● What you need to do
Please locate each line in the items below that contains the word "cracked", with capitalization counting, and copy those lines out.

● Provided records
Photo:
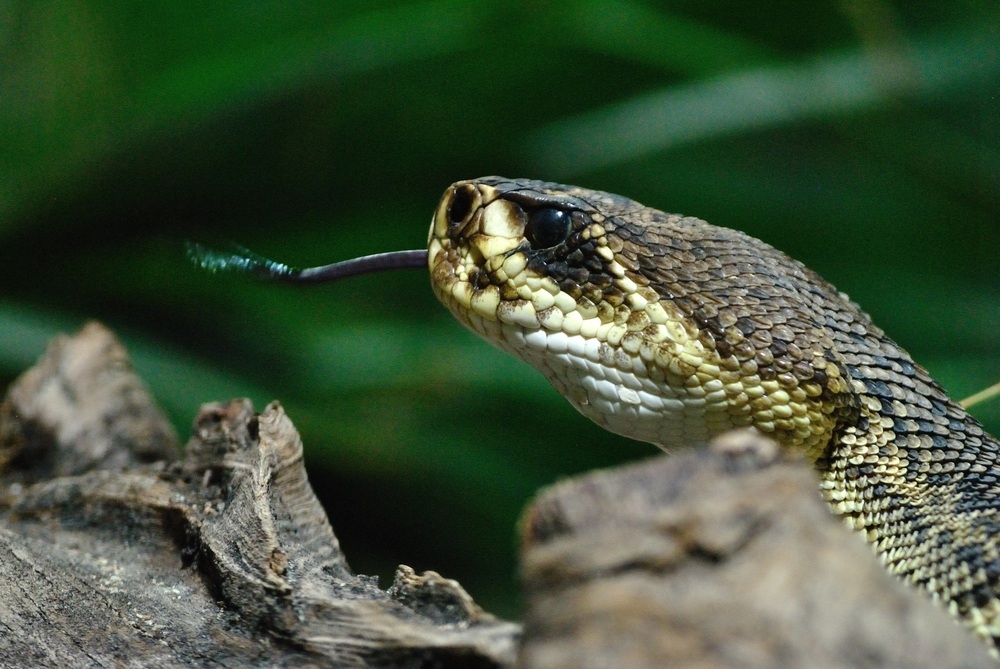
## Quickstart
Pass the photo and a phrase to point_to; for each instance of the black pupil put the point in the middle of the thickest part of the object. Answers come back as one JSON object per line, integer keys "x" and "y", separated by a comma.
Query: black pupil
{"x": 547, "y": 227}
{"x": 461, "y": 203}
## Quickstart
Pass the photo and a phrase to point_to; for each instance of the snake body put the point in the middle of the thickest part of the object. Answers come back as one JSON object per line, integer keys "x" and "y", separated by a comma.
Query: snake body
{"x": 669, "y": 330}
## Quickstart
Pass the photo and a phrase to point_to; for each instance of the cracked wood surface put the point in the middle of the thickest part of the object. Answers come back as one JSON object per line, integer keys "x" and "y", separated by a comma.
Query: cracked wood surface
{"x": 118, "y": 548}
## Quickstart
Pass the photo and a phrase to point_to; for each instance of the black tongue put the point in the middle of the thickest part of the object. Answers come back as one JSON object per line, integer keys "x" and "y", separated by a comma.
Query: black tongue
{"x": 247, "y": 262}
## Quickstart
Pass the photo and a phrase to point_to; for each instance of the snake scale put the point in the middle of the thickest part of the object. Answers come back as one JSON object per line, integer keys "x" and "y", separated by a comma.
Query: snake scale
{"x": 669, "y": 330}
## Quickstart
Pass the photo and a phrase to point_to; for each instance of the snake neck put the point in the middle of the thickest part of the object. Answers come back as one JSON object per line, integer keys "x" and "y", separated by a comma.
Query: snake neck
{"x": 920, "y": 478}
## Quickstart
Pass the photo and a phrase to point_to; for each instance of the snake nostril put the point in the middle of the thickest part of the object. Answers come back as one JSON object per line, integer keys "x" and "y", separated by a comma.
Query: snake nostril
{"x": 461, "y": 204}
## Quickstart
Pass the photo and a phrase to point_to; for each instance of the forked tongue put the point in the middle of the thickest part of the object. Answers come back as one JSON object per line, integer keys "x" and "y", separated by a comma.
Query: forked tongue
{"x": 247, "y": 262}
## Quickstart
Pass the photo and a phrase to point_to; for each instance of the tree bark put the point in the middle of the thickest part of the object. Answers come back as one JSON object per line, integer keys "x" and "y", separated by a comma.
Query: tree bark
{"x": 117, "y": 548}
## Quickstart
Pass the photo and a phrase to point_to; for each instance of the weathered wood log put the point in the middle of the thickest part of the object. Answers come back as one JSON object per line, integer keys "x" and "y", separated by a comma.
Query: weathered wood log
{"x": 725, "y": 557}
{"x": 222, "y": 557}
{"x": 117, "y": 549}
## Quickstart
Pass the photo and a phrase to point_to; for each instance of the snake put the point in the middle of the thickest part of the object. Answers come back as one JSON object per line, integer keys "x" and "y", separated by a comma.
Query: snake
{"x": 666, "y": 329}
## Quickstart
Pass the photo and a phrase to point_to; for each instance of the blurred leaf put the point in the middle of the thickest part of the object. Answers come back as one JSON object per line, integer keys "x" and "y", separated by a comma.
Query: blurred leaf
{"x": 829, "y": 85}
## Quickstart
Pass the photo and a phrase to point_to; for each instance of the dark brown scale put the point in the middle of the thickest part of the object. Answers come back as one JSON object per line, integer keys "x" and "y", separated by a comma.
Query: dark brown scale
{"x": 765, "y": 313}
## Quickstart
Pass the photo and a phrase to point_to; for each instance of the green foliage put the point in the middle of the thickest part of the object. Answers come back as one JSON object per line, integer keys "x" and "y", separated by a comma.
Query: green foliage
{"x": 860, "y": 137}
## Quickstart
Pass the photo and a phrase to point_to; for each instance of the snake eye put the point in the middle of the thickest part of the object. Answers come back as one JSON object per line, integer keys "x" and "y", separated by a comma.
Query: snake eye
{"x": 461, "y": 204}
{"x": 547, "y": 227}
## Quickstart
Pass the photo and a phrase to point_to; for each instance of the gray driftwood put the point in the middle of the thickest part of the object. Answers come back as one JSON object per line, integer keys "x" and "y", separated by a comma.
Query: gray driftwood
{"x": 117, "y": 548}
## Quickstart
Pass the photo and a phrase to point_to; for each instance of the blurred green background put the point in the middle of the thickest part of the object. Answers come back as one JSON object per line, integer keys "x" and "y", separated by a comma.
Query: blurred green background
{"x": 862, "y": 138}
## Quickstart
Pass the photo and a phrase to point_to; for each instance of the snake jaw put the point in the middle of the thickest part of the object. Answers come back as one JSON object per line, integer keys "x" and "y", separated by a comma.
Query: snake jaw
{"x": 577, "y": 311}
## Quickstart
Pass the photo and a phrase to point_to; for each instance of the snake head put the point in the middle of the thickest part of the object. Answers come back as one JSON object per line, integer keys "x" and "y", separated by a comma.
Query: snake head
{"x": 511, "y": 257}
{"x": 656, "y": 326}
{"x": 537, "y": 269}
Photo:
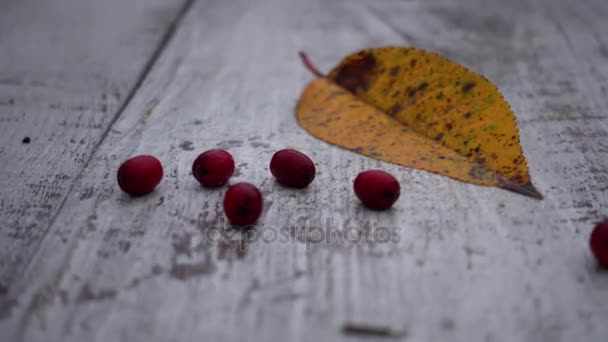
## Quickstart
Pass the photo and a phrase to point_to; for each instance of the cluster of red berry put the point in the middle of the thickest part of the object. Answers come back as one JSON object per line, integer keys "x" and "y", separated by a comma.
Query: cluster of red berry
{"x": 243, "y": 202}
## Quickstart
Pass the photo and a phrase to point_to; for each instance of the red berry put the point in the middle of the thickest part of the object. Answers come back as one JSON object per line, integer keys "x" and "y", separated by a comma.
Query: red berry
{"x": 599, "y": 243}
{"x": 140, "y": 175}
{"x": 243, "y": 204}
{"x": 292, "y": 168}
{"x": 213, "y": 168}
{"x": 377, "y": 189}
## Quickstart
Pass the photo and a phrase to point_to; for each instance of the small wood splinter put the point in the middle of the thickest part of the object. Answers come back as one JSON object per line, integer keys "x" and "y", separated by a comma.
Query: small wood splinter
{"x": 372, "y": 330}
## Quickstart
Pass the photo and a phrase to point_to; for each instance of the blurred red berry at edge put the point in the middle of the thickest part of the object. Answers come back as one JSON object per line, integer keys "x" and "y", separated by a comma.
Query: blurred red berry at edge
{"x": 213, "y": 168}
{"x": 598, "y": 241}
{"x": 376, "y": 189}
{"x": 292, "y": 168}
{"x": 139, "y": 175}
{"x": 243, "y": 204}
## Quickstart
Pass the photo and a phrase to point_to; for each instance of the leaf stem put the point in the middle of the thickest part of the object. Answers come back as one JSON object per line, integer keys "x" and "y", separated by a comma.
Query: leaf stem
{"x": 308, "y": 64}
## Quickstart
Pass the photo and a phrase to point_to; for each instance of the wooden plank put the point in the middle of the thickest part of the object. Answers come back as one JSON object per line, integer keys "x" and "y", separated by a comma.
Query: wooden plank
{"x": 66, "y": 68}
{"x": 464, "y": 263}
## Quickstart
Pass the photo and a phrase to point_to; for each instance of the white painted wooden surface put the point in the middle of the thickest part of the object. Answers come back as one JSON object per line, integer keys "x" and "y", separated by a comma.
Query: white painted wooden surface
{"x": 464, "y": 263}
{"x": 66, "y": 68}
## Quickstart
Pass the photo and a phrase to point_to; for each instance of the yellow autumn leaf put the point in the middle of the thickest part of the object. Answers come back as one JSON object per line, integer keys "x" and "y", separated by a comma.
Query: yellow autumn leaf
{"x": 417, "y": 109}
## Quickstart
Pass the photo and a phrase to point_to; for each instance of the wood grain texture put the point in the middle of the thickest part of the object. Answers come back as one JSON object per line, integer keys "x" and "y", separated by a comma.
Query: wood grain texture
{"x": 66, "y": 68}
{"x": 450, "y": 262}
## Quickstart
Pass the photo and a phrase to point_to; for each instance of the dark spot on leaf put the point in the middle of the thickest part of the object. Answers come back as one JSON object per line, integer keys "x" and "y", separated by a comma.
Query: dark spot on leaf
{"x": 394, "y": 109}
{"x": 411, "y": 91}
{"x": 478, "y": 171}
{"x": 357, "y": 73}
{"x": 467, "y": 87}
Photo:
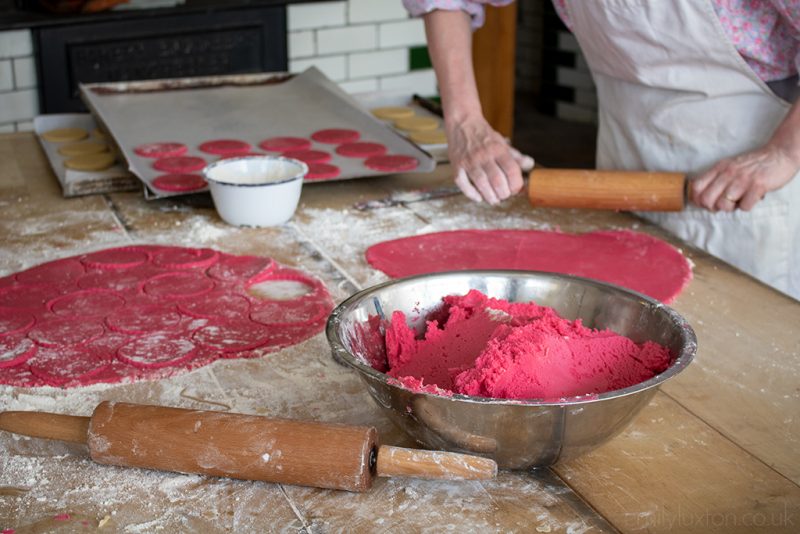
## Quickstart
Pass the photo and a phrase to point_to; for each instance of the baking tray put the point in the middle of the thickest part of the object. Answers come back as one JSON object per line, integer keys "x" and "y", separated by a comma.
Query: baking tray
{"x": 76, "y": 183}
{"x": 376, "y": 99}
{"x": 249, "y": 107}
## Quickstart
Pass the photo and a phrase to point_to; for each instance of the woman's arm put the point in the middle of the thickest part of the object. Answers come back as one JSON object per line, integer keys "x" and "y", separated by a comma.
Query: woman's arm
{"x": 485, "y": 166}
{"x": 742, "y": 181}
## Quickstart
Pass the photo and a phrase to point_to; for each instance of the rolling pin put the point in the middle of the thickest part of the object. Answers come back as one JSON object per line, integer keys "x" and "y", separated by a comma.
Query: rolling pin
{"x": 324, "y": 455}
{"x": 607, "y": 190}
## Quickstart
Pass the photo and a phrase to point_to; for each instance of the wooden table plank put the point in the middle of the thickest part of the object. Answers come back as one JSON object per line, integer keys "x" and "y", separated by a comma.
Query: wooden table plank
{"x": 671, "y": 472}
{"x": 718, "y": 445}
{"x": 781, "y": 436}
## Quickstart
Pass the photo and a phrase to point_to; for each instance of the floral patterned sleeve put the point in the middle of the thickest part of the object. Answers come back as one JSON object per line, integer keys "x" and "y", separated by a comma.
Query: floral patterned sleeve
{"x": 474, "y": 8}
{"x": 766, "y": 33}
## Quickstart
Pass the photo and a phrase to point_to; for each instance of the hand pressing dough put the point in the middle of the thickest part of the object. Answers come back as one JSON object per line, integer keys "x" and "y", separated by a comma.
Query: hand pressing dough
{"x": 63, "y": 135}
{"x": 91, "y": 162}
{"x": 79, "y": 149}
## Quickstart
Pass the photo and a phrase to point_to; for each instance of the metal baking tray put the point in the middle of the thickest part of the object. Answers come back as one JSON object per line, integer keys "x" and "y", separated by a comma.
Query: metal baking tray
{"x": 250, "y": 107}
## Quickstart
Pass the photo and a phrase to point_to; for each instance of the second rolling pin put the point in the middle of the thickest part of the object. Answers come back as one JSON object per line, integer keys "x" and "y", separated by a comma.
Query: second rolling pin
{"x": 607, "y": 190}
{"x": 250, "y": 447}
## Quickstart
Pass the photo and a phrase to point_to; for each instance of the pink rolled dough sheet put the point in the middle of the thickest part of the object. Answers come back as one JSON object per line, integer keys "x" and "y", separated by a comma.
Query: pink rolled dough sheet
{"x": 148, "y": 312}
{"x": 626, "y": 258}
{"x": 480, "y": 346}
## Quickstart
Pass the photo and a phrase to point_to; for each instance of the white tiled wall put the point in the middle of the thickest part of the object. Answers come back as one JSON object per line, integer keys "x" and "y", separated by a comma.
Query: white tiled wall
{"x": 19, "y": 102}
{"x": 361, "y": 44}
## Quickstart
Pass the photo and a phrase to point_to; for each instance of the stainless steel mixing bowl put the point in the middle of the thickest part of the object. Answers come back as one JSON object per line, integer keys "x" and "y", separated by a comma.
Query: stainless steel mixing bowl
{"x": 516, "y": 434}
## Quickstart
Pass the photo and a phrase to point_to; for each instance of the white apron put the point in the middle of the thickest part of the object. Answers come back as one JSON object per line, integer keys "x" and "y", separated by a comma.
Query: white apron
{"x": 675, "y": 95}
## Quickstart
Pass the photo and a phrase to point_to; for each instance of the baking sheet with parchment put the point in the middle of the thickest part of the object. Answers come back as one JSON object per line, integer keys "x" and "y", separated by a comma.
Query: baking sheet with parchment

● Final result
Pass the photo and a phrase to point_to; for each instance of the cracked wood surface put the point in the middle of the thickest part of the object. Answers come back as one JSON object per line, integer keys "x" and "y", separated by a comma.
Query: cracked wood surface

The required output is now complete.